■ Fragmento del documento ■
· · · · · · ·
Tengo que admitir que una reciente entrevista en este medio a un vidente y psicólogo -esto último lo remarca-, me ha hecho reir, y eso leyendo un periódico en los tiempos que corren ya es un logro. Reir y pensar, porque tiene mérito eso de montarse la vida, muy dignamente y con un ático de cien metros cuadrados en Madrid, con algo tan intangible, dificilmente verificable y carente de cualquier rigurosidad científica como la adivinación del porvenir. En resumen, cobrando a minuta de médico por calmar las inseguridades de la gente pero sin la exigencia y presión que tienen otros profesionales. Si los resultados no le gustan o no se cumplen no hay queja que valga. Que ya sabía usted que el esoterismo se vende sin certificado de garantía.
Hay ciertas horas nocturnas en las que el zapping televisivo te conduce irremediablemente a contemplar alguno de esos programas en los que los espectadores descargan sus incertidumbres y depositan sus esperanzas en los adivinadores de turno. A base de llamadas y una factura astronómica de teléfono, así van desfilando uno a uno los problemas de las personas al otro lado de la línea y las explicaciones más peregrinas que ofrecen los profesionales de la adivinación.
En una cosa tiene razón nuestro entrevistado, hay mucho farsante, y cada momento exige una adaptación del producto, porque según mi propio y modesto estudio, realizado a golpe de mando a distancia, las preguntas sobre la crisis han aumentado estos años, y el perfil del que interroga a la bola de cristal suele ser el de una mujer de mediana edad, preocupada por ese trabajo que no acaba de llegar para sus hijos o por la salud de la familia. El amor, o mejor dicho el desamor, sigue teniendo también mucho protagonismo. El negocio de explotar las tristezas e inseguridades ajenas es legal, aunque sus afirmaciones puedan ser dañinas, generar falsas esperanzas y hasta crear una dependencia adictiva, todo alimentado por la soledad y la falta de afecto de esta nuestra sociedad, tan racional.
· · · · · · ·
■ Datos proporcionados ■

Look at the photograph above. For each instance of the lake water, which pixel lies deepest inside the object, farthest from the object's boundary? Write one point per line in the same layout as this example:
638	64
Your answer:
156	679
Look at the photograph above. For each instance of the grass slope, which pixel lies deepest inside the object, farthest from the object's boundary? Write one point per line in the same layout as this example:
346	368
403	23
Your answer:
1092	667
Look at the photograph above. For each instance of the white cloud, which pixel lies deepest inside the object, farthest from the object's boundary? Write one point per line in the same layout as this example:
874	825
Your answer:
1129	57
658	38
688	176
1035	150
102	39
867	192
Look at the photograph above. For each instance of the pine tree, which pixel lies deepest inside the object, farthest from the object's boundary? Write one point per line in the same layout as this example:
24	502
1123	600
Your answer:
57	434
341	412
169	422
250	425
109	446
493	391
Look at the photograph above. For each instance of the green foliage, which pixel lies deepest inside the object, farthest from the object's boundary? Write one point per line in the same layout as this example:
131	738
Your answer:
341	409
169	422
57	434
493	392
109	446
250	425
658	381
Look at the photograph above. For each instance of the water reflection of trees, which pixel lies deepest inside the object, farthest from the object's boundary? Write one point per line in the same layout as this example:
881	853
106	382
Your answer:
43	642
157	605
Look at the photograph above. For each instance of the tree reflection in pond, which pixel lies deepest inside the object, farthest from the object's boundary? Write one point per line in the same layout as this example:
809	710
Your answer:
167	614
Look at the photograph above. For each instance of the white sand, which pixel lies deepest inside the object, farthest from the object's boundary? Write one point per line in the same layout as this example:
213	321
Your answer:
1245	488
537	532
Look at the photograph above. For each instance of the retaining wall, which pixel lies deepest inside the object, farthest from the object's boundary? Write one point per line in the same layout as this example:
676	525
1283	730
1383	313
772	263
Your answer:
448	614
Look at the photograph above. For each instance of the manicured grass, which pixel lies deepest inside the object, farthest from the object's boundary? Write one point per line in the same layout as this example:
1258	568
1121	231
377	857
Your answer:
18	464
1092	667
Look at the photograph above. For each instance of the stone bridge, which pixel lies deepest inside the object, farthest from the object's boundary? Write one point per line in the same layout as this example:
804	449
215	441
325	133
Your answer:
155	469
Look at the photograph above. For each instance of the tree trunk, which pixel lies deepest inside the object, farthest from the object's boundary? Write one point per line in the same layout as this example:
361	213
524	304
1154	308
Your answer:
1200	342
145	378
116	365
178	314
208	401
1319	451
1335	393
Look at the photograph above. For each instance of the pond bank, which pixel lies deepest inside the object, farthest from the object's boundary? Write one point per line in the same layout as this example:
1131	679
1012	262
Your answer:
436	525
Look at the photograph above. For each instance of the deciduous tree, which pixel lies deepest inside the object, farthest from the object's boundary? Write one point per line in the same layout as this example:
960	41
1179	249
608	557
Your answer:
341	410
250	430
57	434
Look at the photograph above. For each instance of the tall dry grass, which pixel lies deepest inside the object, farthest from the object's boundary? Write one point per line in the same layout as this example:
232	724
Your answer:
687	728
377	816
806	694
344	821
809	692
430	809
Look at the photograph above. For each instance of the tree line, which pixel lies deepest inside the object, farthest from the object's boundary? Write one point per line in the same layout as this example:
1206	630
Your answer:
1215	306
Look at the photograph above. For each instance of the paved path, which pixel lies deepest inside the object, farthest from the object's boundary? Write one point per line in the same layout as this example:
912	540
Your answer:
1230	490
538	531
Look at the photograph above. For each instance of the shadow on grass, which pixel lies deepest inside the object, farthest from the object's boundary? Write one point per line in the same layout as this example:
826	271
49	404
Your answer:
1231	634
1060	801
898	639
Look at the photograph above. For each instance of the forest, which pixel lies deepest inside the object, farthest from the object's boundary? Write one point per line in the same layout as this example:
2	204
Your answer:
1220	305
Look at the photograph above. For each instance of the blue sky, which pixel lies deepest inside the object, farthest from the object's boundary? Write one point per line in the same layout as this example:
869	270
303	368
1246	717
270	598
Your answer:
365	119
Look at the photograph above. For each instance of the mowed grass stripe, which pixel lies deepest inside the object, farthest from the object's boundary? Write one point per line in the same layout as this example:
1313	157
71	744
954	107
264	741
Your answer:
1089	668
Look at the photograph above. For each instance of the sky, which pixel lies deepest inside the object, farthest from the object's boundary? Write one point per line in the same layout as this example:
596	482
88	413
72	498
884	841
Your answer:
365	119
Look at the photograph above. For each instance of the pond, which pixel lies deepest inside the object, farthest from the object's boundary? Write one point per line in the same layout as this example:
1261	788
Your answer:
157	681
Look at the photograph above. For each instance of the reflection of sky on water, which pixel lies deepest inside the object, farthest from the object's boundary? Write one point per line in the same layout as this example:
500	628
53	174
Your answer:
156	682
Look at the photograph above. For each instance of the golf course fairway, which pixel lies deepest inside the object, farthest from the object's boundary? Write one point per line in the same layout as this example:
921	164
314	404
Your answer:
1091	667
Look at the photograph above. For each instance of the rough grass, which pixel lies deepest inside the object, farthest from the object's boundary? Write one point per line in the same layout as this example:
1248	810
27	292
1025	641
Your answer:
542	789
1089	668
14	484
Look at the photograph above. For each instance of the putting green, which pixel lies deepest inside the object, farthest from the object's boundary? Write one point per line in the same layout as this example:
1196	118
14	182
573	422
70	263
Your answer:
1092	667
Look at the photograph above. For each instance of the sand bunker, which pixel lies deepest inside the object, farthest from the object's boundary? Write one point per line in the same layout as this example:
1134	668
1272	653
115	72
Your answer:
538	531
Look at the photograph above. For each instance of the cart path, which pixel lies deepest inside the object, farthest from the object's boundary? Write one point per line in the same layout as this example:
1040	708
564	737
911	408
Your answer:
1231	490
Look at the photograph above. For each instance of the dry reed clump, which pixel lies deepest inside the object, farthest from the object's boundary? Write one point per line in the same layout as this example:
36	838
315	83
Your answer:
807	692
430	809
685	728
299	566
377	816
· · · · · · ·
Transcribe sin cambios la parte del texto sobre la adivinación que se abre con las palabras que contienen "En una cosa" y se cierra con "sociedad, tan racional.".

En una cosa tiene razón nuestro entrevistado, hay mucho farsante, y cada momento exige una adaptación del producto, porque según mi propio y modesto estudio, realizado a golpe de mando a distancia, las preguntas sobre la crisis han aumentado estos años, y el perfil del que interroga a la bola de cristal suele ser el de una mujer de mediana edad, preocupada por ese trabajo que no acaba de llegar para sus hijos o por la salud de la familia. El amor, o mejor dicho el desamor, sigue teniendo también mucho protagonismo. El negocio de explotar las tristezas e inseguridades ajenas es legal, aunque sus afirmaciones puedan ser dañinas, generar falsas esperanzas y hasta crear una dependencia adictiva, todo alimentado por la soledad y la falta de afecto de esta nuestra sociedad, tan racional.